## SELECTED EXTRACT
Bug 105713

Summary: getAttribute does not behave correctly for mixed-case attributes on HTML elements
Product: WebKit Reporter: Boris Zbarsky <bzbarsky>
Component: DOMAssignee: Arpita Bahuguna <arpitabahuguna>
Status: RESOLVED FIXED    
Severity: Normal CC: ap, arpitabahuguna, cmarcelo, commit-queue, darin, esprehn+autocc, kling, ojan.autocc, ojan, webkit.review.bot
Priority: P2    
Version: 528+ (Nightly build)   
Hardware: Unspecified   
OS: Unspecified   
Bug Depends on: 111681    
Bug Blocks:    
Attachments:
Description Flags
Patch
none
Patch
none
Performance test results
none
Performance test results on Mac
none
Updated perf test results on mac none

Description Boris Zbarsky 2012-12-24 01:37:55 PST
Consider this testcase:

  var e = document.createElement("div");
  e.setAttributeNS(null, "SOMETHING", "FAIL");
  e.setAttributeNS(null, "something", "PASS");
  alert(e.getAttribute("SOMETHING"));

Per current spec at http://www.w3.org/TR/domcore/#dom-element-getattribute this should alert "PASS", which is what Gecko and Presto do.  WebKit alerts "FAIL".

Note that this causes WebKit to fail some of the tests at http://w3c-test.org/webapps/DOMCore/tests/submissions/Ms2ger/attributes.html
Comment 1 Boris Zbarsky 2012-12-24 01:39:23 PST
Er, with Presto it might depend on the version you test, apparently...
Comment 2 Alexey Proskuryakov 2013-01-02 10:19:46 PST
See also: bug 90341.
Comment 3 Arpita Bahuguna 2013-02-18 21:55:07 PST
For the given testcase, if we were to use setAttribute() instead of setAttributeNS(), there is no issue.

The specification for setAttribute() clearly states that the "name" parameter of the API should be converted to ASCII lowercase (before use) whereas, the specification for setAttributeNS() has no such mandate.

## EXERCISE TASKS
A) Translate this sentence from the WebKit bug report into Spanish: "For the given testcase, if we were to use setAttribute() instead of setAttributeNS(), there is no issue."
B) Turn the paragraph of the WebKit bug report that begins "Per current spec at" into a short bulleted list that keeps its main facts.
C) Extend the WebKit bug report past its last sentence.
None of the material is needed here.

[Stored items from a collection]
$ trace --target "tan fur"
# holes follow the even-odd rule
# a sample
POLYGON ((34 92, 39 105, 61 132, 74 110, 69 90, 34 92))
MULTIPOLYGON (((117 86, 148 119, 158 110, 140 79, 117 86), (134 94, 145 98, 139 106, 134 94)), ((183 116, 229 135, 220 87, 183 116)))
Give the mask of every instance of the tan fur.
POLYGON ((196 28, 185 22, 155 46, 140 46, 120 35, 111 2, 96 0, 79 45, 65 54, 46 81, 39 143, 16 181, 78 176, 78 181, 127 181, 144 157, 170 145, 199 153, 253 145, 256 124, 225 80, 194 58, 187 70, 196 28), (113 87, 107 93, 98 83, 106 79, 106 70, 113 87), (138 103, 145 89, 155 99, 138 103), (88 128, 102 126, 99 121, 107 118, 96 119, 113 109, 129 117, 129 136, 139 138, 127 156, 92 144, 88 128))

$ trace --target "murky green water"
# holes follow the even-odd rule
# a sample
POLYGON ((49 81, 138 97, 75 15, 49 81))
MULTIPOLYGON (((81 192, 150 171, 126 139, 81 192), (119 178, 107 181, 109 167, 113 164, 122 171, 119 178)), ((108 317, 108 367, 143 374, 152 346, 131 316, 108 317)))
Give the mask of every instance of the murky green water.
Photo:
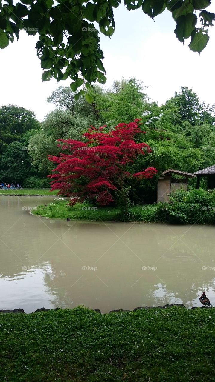
POLYGON ((0 309, 191 307, 200 305, 202 290, 215 303, 214 227, 67 222, 29 213, 53 200, 0 196, 0 309))

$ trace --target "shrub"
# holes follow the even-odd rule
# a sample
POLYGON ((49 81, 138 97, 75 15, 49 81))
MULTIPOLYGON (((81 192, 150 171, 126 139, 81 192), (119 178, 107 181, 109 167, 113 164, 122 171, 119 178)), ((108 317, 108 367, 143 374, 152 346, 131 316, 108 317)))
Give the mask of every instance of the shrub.
POLYGON ((159 203, 157 217, 175 224, 215 223, 215 190, 202 189, 178 190, 171 194, 169 203, 159 203))

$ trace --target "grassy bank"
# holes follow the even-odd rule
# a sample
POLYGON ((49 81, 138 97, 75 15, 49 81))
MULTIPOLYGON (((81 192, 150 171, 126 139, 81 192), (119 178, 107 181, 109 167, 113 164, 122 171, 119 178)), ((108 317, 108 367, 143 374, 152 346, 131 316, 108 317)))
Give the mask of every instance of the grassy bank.
POLYGON ((38 189, 29 189, 23 188, 22 189, 16 190, 1 190, 0 189, 0 194, 11 195, 15 194, 16 195, 57 195, 58 192, 58 190, 54 190, 54 191, 50 191, 49 189, 47 188, 38 188, 38 189))
POLYGON ((215 310, 0 314, 0 380, 215 380, 215 310))
MULTIPOLYGON (((46 217, 58 218, 80 220, 89 220, 94 221, 123 221, 120 210, 116 207, 106 206, 104 207, 90 206, 87 203, 77 203, 74 206, 67 205, 68 201, 62 200, 60 198, 53 203, 49 203, 47 207, 41 206, 37 210, 34 211, 35 215, 41 215, 46 217)), ((156 206, 138 206, 132 208, 132 215, 131 221, 153 222, 155 221, 156 206)))

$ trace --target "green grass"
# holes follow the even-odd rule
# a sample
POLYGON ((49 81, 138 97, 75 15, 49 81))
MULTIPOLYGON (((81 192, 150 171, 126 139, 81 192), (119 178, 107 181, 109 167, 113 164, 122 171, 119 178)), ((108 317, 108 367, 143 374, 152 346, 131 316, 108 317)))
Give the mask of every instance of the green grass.
POLYGON ((0 380, 215 381, 215 310, 0 314, 0 380))
MULTIPOLYGON (((34 215, 39 215, 46 217, 57 218, 66 219, 68 217, 73 220, 89 220, 94 221, 101 220, 109 221, 123 221, 119 208, 108 206, 102 207, 91 206, 87 203, 77 203, 72 207, 68 206, 68 200, 62 200, 60 198, 49 203, 47 207, 39 206, 37 210, 33 211, 34 215)), ((131 221, 150 222, 155 221, 155 205, 151 206, 135 206, 132 209, 132 216, 131 221), (145 209, 142 209, 142 207, 145 209)))
POLYGON ((29 189, 23 188, 21 190, 1 190, 0 189, 0 194, 20 194, 21 195, 34 195, 35 194, 39 195, 57 195, 58 192, 58 190, 50 191, 48 188, 29 189))

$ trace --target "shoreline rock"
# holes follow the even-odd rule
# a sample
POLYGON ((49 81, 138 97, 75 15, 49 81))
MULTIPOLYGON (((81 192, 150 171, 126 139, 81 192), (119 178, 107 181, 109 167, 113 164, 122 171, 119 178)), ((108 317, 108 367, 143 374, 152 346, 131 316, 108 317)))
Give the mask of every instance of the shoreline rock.
POLYGON ((0 196, 49 196, 57 197, 57 195, 40 195, 39 194, 0 194, 0 196))

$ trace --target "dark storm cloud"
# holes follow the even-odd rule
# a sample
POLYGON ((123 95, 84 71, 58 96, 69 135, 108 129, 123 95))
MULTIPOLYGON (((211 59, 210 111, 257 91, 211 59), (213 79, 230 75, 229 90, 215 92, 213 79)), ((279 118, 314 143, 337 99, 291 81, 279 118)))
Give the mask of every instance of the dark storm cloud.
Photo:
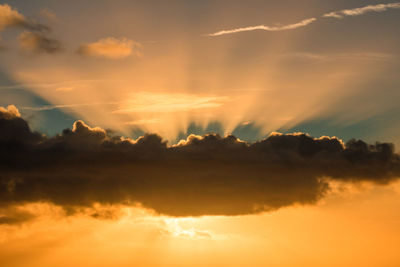
POLYGON ((101 203, 171 216, 252 214, 315 203, 329 180, 385 184, 400 174, 399 155, 387 143, 344 145, 299 133, 248 144, 209 134, 168 146, 155 134, 133 141, 82 121, 48 138, 32 132, 15 107, 0 109, 0 148, 3 209, 101 203))
POLYGON ((26 18, 7 4, 0 4, 0 31, 8 28, 23 29, 19 43, 23 50, 34 53, 62 51, 61 42, 49 37, 50 27, 26 18))

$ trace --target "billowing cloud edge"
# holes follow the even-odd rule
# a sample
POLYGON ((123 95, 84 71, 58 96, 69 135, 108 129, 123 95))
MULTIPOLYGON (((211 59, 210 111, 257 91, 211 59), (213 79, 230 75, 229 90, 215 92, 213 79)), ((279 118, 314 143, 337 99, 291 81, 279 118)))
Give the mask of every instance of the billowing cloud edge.
POLYGON ((0 108, 0 148, 0 223, 10 224, 31 218, 13 207, 37 202, 68 211, 100 203, 178 217, 254 214, 315 204, 330 181, 387 184, 400 175, 389 143, 272 133, 252 144, 207 134, 168 145, 157 134, 133 140, 83 121, 47 137, 15 106, 0 108))

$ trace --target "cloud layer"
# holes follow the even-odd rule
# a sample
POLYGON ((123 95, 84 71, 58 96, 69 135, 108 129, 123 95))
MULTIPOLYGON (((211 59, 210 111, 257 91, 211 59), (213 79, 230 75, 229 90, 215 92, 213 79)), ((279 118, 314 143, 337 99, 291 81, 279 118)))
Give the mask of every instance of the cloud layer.
POLYGON ((323 17, 332 17, 332 18, 340 19, 345 16, 360 16, 365 13, 383 12, 383 11, 387 11, 388 9, 399 9, 399 8, 400 8, 400 3, 369 5, 369 6, 359 7, 359 8, 343 9, 340 11, 326 13, 323 15, 323 17))
POLYGON ((265 26, 265 25, 258 25, 258 26, 250 26, 244 28, 237 28, 232 30, 222 30, 215 33, 208 34, 208 36, 220 36, 225 34, 232 34, 238 32, 247 32, 247 31, 255 31, 255 30, 263 30, 263 31, 285 31, 285 30, 294 30, 300 27, 307 26, 310 23, 316 21, 316 18, 309 18, 302 20, 300 22, 289 24, 289 25, 277 25, 277 26, 265 26))
POLYGON ((25 31, 19 36, 19 43, 23 50, 35 53, 57 53, 62 51, 61 43, 38 32, 25 31))
POLYGON ((46 31, 49 28, 45 25, 28 20, 17 10, 7 4, 0 4, 0 31, 9 27, 19 27, 26 30, 46 31))
POLYGON ((121 59, 131 55, 140 56, 141 45, 132 40, 108 37, 97 42, 81 45, 77 52, 84 56, 121 59))
POLYGON ((298 133, 248 144, 209 134, 168 146, 156 134, 131 140, 82 121, 49 138, 32 132, 13 106, 0 109, 0 148, 3 213, 50 202, 69 211, 101 203, 171 216, 252 214, 315 203, 330 180, 384 184, 400 174, 387 143, 344 145, 298 133))

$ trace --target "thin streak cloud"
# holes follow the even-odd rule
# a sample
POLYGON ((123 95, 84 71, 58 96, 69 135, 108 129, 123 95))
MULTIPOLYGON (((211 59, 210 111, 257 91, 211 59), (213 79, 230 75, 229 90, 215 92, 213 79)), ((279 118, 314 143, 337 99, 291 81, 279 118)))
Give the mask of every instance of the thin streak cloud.
POLYGON ((316 21, 316 18, 309 18, 309 19, 304 19, 300 22, 294 23, 294 24, 288 24, 288 25, 278 25, 278 26, 265 26, 265 25, 258 25, 258 26, 249 26, 249 27, 244 27, 244 28, 237 28, 237 29, 232 29, 232 30, 222 30, 218 31, 215 33, 207 34, 207 36, 220 36, 220 35, 225 35, 225 34, 232 34, 232 33, 238 33, 238 32, 248 32, 248 31, 255 31, 255 30, 263 30, 263 31, 285 31, 285 30, 294 30, 300 27, 307 26, 308 24, 313 23, 316 21))
POLYGON ((341 19, 345 16, 359 16, 370 12, 384 12, 389 9, 400 9, 400 3, 378 4, 353 9, 343 9, 340 11, 326 13, 323 15, 323 17, 341 19))

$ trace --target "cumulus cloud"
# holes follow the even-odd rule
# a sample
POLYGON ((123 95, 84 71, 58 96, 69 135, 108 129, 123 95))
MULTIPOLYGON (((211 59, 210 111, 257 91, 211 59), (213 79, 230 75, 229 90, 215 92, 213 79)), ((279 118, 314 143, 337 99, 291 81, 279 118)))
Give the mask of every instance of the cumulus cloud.
POLYGON ((1 210, 49 202, 69 211, 100 203, 170 216, 253 214, 316 203, 332 180, 386 184, 400 175, 388 143, 274 133, 254 144, 208 134, 169 146, 156 134, 132 140, 82 121, 46 137, 13 106, 0 109, 0 149, 1 210))
POLYGON ((207 36, 220 36, 225 34, 232 34, 238 32, 247 32, 247 31, 255 31, 255 30, 263 30, 263 31, 285 31, 285 30, 294 30, 300 27, 307 26, 310 23, 316 21, 316 18, 309 18, 302 20, 300 22, 289 24, 289 25, 277 25, 277 26, 265 26, 265 25, 258 25, 258 26, 250 26, 250 27, 243 27, 237 28, 232 30, 222 30, 215 33, 207 34, 207 36))
POLYGON ((359 15, 363 15, 365 13, 383 12, 383 11, 387 11, 389 9, 399 9, 399 8, 400 8, 399 2, 389 3, 389 4, 368 5, 368 6, 359 7, 359 8, 343 9, 340 11, 326 13, 323 15, 323 17, 326 17, 326 18, 331 17, 331 18, 341 19, 345 16, 359 16, 359 15))
POLYGON ((121 59, 131 55, 141 55, 141 44, 127 38, 108 37, 97 42, 81 45, 77 52, 84 56, 121 59))
POLYGON ((39 32, 25 31, 19 36, 19 43, 23 50, 34 53, 57 53, 62 51, 61 43, 39 32))

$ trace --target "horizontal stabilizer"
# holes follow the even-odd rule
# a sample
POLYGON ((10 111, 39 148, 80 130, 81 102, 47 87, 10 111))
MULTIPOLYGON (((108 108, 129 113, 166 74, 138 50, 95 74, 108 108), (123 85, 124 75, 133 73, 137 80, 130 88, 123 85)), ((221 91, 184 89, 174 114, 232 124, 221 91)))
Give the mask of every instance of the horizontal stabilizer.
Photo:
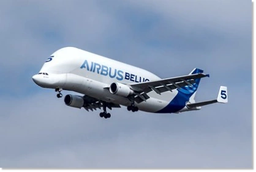
POLYGON ((217 99, 192 103, 192 104, 187 104, 186 106, 188 109, 191 109, 191 108, 198 107, 201 107, 201 106, 206 106, 206 105, 208 105, 208 104, 213 104, 216 102, 220 102, 220 103, 228 102, 228 93, 227 93, 227 87, 220 86, 217 99))

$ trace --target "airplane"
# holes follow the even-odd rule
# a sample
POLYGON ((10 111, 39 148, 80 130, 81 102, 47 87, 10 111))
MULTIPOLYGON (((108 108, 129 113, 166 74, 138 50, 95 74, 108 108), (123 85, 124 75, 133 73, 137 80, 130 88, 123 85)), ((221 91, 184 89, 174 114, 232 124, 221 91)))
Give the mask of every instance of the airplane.
POLYGON ((200 110, 202 106, 227 103, 227 87, 220 86, 217 99, 196 102, 195 95, 201 78, 209 77, 199 68, 187 75, 161 79, 145 70, 74 47, 53 52, 39 73, 32 77, 42 88, 82 95, 67 95, 70 107, 93 111, 103 109, 101 118, 109 118, 107 108, 127 107, 129 111, 179 113, 200 110))

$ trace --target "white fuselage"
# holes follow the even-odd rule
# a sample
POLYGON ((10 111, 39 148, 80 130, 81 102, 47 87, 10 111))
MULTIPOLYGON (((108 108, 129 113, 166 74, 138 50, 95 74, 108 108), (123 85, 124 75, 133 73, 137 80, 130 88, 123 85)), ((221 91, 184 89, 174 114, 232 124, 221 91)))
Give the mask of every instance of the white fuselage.
MULTIPOLYGON (((146 70, 72 47, 54 52, 39 73, 48 74, 33 77, 42 87, 60 87, 125 106, 130 105, 129 99, 112 94, 105 88, 115 82, 131 84, 160 79, 146 70)), ((135 104, 140 110, 156 112, 166 107, 177 93, 176 90, 160 95, 151 91, 149 99, 135 104)))

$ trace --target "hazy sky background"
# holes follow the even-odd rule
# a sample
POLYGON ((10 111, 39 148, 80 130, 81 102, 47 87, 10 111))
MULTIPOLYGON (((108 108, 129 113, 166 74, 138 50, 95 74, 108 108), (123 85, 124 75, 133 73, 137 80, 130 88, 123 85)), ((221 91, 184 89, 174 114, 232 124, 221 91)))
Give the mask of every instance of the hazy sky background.
MULTIPOLYGON (((250 167, 251 1, 1 1, 0 167, 250 167), (195 67, 201 101, 181 114, 67 107, 32 81, 75 46, 161 77, 195 67)), ((63 91, 65 95, 67 91, 63 91)))

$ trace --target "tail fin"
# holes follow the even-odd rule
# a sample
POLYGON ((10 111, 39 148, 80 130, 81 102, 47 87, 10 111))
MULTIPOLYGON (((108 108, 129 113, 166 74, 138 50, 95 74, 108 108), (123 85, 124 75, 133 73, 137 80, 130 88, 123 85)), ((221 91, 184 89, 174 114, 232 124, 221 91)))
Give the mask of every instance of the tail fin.
MULTIPOLYGON (((198 69, 198 68, 194 68, 189 74, 196 74, 196 73, 203 73, 203 70, 198 69)), ((186 85, 185 87, 183 87, 179 88, 178 90, 179 91, 183 93, 183 95, 187 97, 187 99, 189 99, 190 102, 195 102, 194 98, 195 96, 195 93, 197 93, 197 88, 198 87, 199 83, 200 82, 200 78, 196 79, 195 80, 195 82, 192 84, 192 85, 186 85)))
POLYGON ((228 89, 227 87, 220 86, 217 101, 221 103, 228 102, 228 89))

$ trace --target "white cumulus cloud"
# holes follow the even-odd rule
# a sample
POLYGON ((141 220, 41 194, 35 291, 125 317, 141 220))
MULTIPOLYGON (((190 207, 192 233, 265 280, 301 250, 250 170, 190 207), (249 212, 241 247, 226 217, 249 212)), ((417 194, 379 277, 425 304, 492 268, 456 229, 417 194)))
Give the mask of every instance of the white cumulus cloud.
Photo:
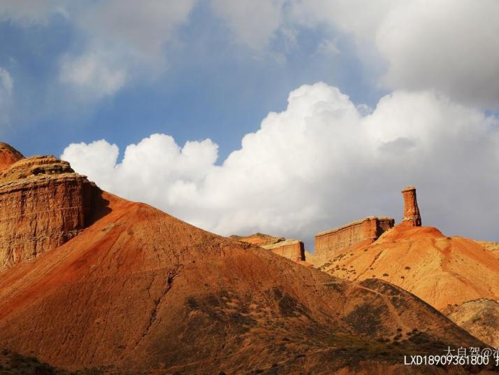
POLYGON ((112 192, 208 230, 298 236, 310 248, 314 233, 352 220, 400 220, 409 184, 424 223, 493 238, 498 146, 497 118, 433 92, 394 92, 361 113, 319 83, 291 92, 286 110, 221 165, 212 141, 180 147, 165 134, 127 146, 120 162, 106 141, 71 144, 62 158, 112 192))

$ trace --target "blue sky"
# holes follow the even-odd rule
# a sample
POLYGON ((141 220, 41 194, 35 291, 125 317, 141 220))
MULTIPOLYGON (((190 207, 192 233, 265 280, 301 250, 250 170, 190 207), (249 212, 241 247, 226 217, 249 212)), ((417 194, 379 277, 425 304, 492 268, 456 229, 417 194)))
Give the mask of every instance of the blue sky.
POLYGON ((3 1, 0 132, 222 234, 310 248, 414 184, 497 240, 498 34, 493 0, 3 1))
MULTIPOLYGON (((106 139, 124 147, 166 133, 179 143, 210 138, 223 160, 268 112, 284 109, 289 92, 303 84, 324 81, 356 103, 375 105, 386 90, 373 85, 371 75, 383 64, 363 64, 353 38, 340 33, 341 53, 319 52, 324 31, 317 29, 299 30, 296 45, 279 59, 256 57, 233 43, 210 8, 200 5, 178 30, 178 44, 164 48, 166 68, 152 80, 133 82, 95 102, 73 97, 57 80, 61 56, 78 47, 69 20, 56 14, 42 24, 4 20, 0 66, 15 83, 15 109, 3 138, 26 155, 59 155, 72 142, 106 139)), ((282 43, 273 41, 277 50, 282 43)))

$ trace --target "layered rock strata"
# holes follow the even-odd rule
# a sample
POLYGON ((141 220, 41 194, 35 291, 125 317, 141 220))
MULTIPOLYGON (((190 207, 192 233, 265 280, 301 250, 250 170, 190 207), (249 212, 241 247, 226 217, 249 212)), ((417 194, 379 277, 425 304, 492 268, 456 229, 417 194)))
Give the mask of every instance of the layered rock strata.
POLYGON ((275 243, 260 245, 260 247, 270 250, 273 253, 294 262, 305 260, 303 243, 297 239, 284 239, 275 243))
POLYGON ((0 142, 0 171, 23 157, 22 154, 10 145, 0 142))
POLYGON ((368 216, 315 235, 314 255, 333 257, 343 250, 361 243, 368 244, 393 227, 395 220, 386 216, 368 216))
POLYGON ((297 239, 274 237, 263 233, 255 233, 247 236, 232 235, 230 238, 270 250, 294 262, 305 260, 303 243, 297 239))
POLYGON ((416 188, 414 186, 407 186, 401 192, 404 197, 404 218, 402 219, 401 224, 410 227, 421 227, 421 215, 417 206, 416 188))
POLYGON ((36 257, 91 224, 101 190, 53 156, 22 158, 0 171, 0 269, 36 257))

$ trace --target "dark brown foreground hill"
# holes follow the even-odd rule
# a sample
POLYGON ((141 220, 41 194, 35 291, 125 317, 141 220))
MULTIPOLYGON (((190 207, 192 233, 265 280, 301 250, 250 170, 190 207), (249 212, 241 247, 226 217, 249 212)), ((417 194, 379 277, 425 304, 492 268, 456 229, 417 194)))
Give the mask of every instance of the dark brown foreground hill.
MULTIPOLYGON (((33 178, 34 189, 48 179, 50 187, 57 173, 22 178, 33 178)), ((3 262, 0 348, 59 368, 110 373, 479 371, 403 365, 404 355, 484 344, 398 287, 338 279, 89 188, 99 195, 93 223, 76 220, 64 244, 34 246, 31 258, 24 246, 23 257, 3 262)), ((38 215, 50 219, 60 208, 49 198, 45 211, 38 202, 39 212, 18 213, 23 238, 48 243, 43 227, 60 233, 36 225, 38 215)))

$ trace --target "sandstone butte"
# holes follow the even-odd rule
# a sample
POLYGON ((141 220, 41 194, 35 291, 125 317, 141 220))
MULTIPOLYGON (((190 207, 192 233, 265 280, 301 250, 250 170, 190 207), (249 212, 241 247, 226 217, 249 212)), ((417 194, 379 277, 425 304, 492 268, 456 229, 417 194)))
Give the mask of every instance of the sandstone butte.
POLYGON ((53 159, 33 169, 45 159, 3 177, 0 206, 36 245, 13 247, 17 232, 1 229, 13 250, 2 253, 0 348, 92 373, 398 374, 465 374, 403 355, 484 345, 386 281, 342 280, 205 232, 53 159))
POLYGON ((354 243, 327 261, 320 260, 316 267, 352 281, 384 280, 446 314, 468 301, 499 300, 499 259, 493 243, 486 248, 484 243, 421 226, 415 189, 404 189, 403 194, 400 224, 374 241, 354 243))

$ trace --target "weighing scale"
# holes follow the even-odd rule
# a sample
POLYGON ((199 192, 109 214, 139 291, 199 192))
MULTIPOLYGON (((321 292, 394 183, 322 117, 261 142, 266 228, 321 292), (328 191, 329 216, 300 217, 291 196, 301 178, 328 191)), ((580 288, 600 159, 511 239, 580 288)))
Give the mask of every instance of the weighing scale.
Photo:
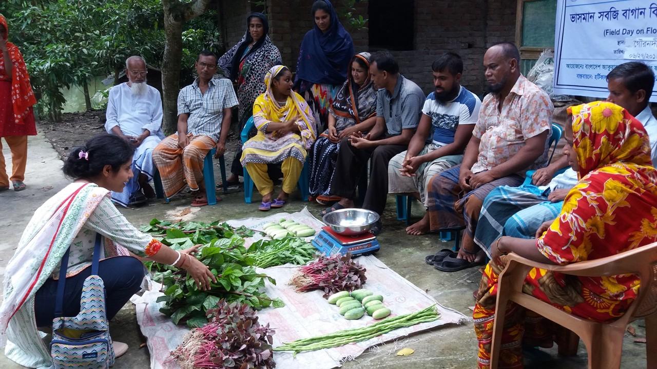
POLYGON ((338 234, 330 227, 322 227, 322 230, 313 239, 313 246, 327 256, 348 252, 352 256, 369 254, 378 251, 381 246, 376 236, 371 233, 359 236, 342 236, 338 234))

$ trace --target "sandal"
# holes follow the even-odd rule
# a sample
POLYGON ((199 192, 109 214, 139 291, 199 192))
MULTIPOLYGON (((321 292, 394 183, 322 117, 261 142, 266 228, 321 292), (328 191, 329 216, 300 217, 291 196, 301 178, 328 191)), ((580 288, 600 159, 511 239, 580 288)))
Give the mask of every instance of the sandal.
POLYGON ((326 215, 328 213, 332 213, 333 211, 335 211, 336 210, 340 210, 340 209, 344 209, 344 207, 340 205, 339 202, 336 202, 333 205, 329 206, 328 207, 325 209, 321 213, 319 213, 319 215, 323 217, 324 215, 326 215))
POLYGON ((381 232, 381 230, 383 228, 383 222, 380 220, 376 221, 376 223, 374 223, 372 228, 370 228, 370 233, 374 234, 374 236, 378 235, 381 232))
POLYGON ((208 198, 205 195, 198 195, 192 200, 192 206, 200 207, 208 205, 208 198))
POLYGON ((478 267, 483 264, 482 261, 470 263, 464 259, 459 259, 447 256, 440 263, 434 264, 434 267, 442 272, 458 272, 468 268, 478 267))
POLYGON ((340 196, 319 195, 315 199, 315 201, 320 205, 328 205, 331 203, 338 202, 342 199, 342 198, 340 196))
POLYGON ((434 254, 428 255, 424 257, 424 262, 429 265, 433 265, 436 263, 440 264, 447 256, 456 257, 457 255, 457 253, 452 251, 451 249, 443 249, 434 254))
POLYGON ((12 184, 14 185, 14 191, 22 191, 25 189, 25 183, 23 183, 21 181, 12 181, 12 184))
POLYGON ((275 198, 274 201, 271 203, 271 207, 277 209, 279 207, 283 207, 285 206, 285 200, 275 198))

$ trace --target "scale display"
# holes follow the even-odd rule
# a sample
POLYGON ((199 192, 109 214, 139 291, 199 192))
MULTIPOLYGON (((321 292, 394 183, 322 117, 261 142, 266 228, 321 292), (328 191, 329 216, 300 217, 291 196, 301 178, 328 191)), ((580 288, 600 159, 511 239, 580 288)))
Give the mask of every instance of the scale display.
POLYGON ((321 232, 315 236, 312 243, 316 249, 327 256, 338 253, 344 255, 348 252, 351 253, 353 256, 357 256, 374 253, 381 248, 376 238, 372 234, 358 238, 340 236, 326 227, 323 227, 321 232))

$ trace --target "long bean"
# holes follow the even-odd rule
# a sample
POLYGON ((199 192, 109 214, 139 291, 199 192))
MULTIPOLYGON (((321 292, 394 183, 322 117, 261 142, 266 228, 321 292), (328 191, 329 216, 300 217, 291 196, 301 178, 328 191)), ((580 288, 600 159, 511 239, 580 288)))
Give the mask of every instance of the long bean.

## PER-TASK ANSWERS
A) Para el caso de prueba dado, si usáramos setAttribute() en lugar de setAttributeNS(), no hay ningún problema.

B)
- Under the current spec at http://www.w3.org/TR/domcore/#dom-element-getattribute, the testcase should alert "PASS".
- Gecko and Presto alert "PASS".
- WebKit alerts "FAIL".

C)
[http://www.w3.org/TR/domcore/#dom-element-setattribute]

This is perhaps what causes the setAttributeNS() method to store case sensitive attributes thereby failing the given testcase.

The question is whether WebKit too should follow Gecko and handle setAttributeNS() in a manner similar to setAttribute().
Comment 4 Boris Zbarsky 2013-02-19 05:13:44 PST
setAttributeNS always preserves the case of the attribute name; that's true in both WebKit and in Gecko.  You can see this trivially by just enumerating the attributes on the given testcase.

This bug is purely about the behavior of getAttribute.  In WebKit the argument to getAttribute is compared case-insensitively to all attribute names; if that fails to find a match further processing is done.  So in WebKit the "FAIL" value is found.

But per spec, the argument to getAttribute should be ASCII-lower-cased before doing any comparisons, so the "PASS" value should be found.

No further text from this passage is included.